Every few weeks another airline announces that its NDC content is now “live”. The press release follows a familiar script: a new distribution partnership, a market count, a quote about richer content and personalised offers, and the implicit suggestion that another airline has crossed the finish line.
It is not. For airlines, millions of dollars in technology investment depend on that distinction. For agencies, it determines whether a ticket can actually be serviced after it is sold. In a recent industry survey, 81% of airline respondents said they have live NDC channels, with some carriers exceeding 50% NDC penetration of indirect bookings. That number, on its own, tells you almost nothing about whether NDC is actually working for those airlines, their agents, or their travellers. It tells you that a channel exists. Whether it carries meaningful volume, whether agents can service what they sell through it, and whether the airline’s own systems can absorb the cost of running it, are three separate questions that “live” does not answer.

* _Direction a_:
Count the lines of the records that contain the string "clear", treating uppercase and lowercase as different. Reply with the number alone.

* _Given records_:

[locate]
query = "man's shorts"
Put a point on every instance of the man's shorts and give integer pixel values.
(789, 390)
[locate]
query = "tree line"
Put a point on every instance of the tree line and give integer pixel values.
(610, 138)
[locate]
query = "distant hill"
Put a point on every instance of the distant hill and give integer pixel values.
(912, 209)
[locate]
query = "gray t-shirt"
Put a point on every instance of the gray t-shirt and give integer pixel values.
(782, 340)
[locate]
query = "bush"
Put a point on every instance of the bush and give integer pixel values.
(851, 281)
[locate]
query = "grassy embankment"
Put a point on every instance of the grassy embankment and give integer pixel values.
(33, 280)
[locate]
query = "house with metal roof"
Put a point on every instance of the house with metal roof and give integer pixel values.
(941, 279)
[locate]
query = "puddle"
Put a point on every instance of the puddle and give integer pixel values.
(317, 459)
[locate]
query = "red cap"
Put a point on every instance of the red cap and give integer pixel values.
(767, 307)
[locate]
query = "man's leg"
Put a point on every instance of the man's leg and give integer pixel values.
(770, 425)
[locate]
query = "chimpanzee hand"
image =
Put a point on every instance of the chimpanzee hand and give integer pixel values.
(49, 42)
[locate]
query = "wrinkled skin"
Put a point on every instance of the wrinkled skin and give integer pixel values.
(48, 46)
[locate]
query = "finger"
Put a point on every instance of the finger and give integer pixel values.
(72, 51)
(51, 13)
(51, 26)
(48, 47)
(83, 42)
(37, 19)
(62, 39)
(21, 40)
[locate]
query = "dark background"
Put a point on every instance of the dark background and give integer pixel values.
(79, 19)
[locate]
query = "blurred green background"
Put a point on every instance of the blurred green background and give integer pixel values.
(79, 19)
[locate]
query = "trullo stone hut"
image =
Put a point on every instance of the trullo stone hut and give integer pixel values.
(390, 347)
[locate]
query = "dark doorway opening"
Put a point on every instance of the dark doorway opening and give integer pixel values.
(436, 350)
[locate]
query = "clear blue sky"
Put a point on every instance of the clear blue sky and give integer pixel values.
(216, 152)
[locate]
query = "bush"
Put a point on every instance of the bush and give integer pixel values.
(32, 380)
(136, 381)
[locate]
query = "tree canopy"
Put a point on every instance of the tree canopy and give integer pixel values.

* _Direction b_:
According to the passage on airline NDC distribution, what percentage of airline respondents in a recent industry survey said they have live NDC channels?

* _Exercise solution a_:
2

* _Exercise solution b_:
81%